## [About this exercise]
Print every record exactly.

## [Entries shown]
....................
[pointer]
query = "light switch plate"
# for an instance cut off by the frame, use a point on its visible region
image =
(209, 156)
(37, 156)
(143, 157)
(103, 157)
....................
## [Output below]
[pointer]
query = "light switch plate"
# for an instance cut off by the frame, use a point on its visible region
image =
(209, 156)
(37, 156)
(143, 157)
(103, 157)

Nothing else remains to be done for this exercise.